__EXCERPTED TEXT__:
__________________________________________________
Can You Look At This?
“Narratives make us understand, photographs do something else: they haunt us” - Susan Sontag
As I was walking through the Bezuidenhout neighborhood in The Hague some days ago, I was reminded that I wanted to write about the fine line between public and private spaces in The Netherlands. More specifically, about the delights and the problematic of street voyeurism.
“The photographer is an armed version of the solitary walker reconnoitering, stalking, cruising the urban inferno, the voyeuristic stroller who discovers the city as a landscape of voluptuous extremes. Adept of the joys of watching, connoisseur of empathy, the flâneur finds the world 'picturesque.”
― Susan Sontag, On Photography
During my unviersity years in Berlin I wrote an essay about voyeurism in war photography, looking closely into the symbolism of a photograph “Confederate Dead behind the Stone Wall at Mary’s Height”. The message of the photographs goes hand in hand with the provocation:
Can you look at this?
Regarding this particular provocation Susan Sontag wrote: “There is the satisfaction at being able to look at the image without flinching. There is the pleasure of flinching”.
Coming back to the present moment, I always feel a sense of unease and delight when walking down on Dutch streets. The Dutch are famous for leaving their curtains wide open, some connecting this to their history with Calvinism (an emphasis on community and transperancy), some pointing out to their urban planning or a general feeling of trust and safety within society.
In some ways this experience is delightful, multisensory, and inspiring, even if it’s just a sudden glance as we pass by a family having dinner under candlelight, or a couple watching a movie together. However, it can also induce a general feel of guilt and uneasiness even if the quick glance never prolongs into a stare.
__________________________________________________
__DATA RECORDS__:
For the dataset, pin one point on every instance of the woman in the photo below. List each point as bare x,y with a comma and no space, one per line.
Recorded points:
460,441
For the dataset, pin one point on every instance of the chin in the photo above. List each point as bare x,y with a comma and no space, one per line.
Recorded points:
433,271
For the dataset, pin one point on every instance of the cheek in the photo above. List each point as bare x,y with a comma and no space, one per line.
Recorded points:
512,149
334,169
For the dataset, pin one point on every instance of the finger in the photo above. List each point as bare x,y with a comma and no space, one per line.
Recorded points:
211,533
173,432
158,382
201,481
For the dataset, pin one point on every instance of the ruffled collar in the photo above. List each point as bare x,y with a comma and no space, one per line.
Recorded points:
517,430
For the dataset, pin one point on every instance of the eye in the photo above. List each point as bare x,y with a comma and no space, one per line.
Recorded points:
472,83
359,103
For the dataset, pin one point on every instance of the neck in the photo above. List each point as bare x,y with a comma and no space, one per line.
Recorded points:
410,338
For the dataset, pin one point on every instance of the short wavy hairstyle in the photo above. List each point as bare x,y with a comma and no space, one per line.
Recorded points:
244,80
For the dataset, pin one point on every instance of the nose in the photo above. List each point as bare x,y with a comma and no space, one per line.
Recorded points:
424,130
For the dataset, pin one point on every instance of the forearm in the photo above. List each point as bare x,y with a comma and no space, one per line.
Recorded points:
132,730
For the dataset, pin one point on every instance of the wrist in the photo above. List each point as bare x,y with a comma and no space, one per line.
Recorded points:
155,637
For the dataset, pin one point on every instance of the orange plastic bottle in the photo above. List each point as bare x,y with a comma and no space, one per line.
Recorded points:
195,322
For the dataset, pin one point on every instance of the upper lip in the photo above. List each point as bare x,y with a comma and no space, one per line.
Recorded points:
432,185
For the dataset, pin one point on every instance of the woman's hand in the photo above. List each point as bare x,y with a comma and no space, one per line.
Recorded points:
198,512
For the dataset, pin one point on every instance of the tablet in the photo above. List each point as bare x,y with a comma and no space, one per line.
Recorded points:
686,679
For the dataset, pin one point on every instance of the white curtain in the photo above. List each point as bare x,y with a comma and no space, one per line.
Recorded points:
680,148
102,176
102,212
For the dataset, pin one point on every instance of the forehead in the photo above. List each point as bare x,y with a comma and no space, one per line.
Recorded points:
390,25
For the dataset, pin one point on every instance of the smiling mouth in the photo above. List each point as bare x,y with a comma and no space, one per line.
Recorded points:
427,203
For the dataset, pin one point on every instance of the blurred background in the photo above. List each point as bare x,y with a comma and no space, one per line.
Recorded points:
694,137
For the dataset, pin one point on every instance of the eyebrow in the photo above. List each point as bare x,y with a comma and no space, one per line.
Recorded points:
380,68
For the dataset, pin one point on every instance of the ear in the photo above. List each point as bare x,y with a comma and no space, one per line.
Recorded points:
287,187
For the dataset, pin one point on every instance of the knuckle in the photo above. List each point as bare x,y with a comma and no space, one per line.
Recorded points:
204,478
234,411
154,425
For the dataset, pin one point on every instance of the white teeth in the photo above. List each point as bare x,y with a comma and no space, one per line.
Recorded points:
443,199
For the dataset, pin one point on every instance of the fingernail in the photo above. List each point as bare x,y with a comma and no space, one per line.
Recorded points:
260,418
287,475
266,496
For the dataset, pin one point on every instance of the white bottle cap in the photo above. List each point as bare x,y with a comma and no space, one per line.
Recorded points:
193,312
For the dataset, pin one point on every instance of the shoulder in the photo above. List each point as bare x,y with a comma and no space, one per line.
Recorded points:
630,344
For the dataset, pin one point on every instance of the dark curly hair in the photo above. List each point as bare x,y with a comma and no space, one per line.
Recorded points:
__________________________________________________
__PROBLEMS__:
1. In the essay on street voyeurism, which neighborhood was the writer walking through?
2. Summarize the essay on street voyeurism in two sentences.
3. Carry the essay on street voyeurism forward from its final sentence.

__THE RESPONSES__:
1. The Bezuidenhout neighborhood in The Hague.

2. Walking through The Hague's Bezuidenhout neighborhood reminded the writer of the fine line between public and private spaces in the Netherlands and of the delights and problems of street voyeurism, a theme the writer ties to Susan Sontag's remarks on photography and to an earlier university essay on voyeurism in war photography. Because the Dutch are known for leaving their curtains wide open, a passing glance into a home can feel delightful and inspiring but can also bring guilt and unease.

3.
In a conversation with a friend I compared the experience of walking down the street in The Hague or Amsterdam to walking through a museum, because the windows serve as displays of art and different objects, symbols and tokens of the ongoing life of the person who made that place a home. The fine line between public and private space is still there, gated by walls and doors, but for a brief moment we become aware of the multitudes of lives that exist among us.
This week’s curation
Art
Sanna Tomac was born in Sweden. She studied drawing and painting at The Florence Academy of Art between 1996-1998. Sanna is presently the Artistic Director and a primary instructor at SARA. Her most recent project was a monumental ceiling painting commission for the Bååtska Palace in Stockholm.
Reading
“Good Parties don’t merely offer us the opportunity to gather with those we love. Rather, more importantly, they teach us how to love. Good Parties foster the virtue of loving well. Good Parties improve, too, our moral vision. They teach us to see ourselves, and one another, differently. We learn to see ourselves as part of a community: one defined not by hierarchy or even shared affinity, in the capitalist-consumer sense, but simply by our love for one another.
Our presence – rather than any of our accidental qualities, our jobs or our family status or even our hobbies – renders us a unified body. Before there is procedural politics, there is the truth of the social life: the fact that we cocreate, through our bonds of love, our sense of us, what formal politics institute.”
Salons
Hosting The Wanderers Series: Good Life and Writing for Expats, a 7-month salon series for people who seek some group support in building a new life in a new home / city / country.
Reading again
I watched Oppenheimer at the cinema, so I had to reread a few chapters from:
When Einstein Walked with Gödel: Excursions to the Edge of Thought
“In this scintillating collection, Holt explores the human mind, the cosmos, and the thinkers who’ve tried to encompass the latter with the former. With his trademark clarity and humor, Holt probes the mysteries of quantum mechanics, the quest for the foundations of mathematics, and the nature of logic and truth.”
I see the Past, Present & Future existing all at once
Before me.
William Blake
Thank you for reading!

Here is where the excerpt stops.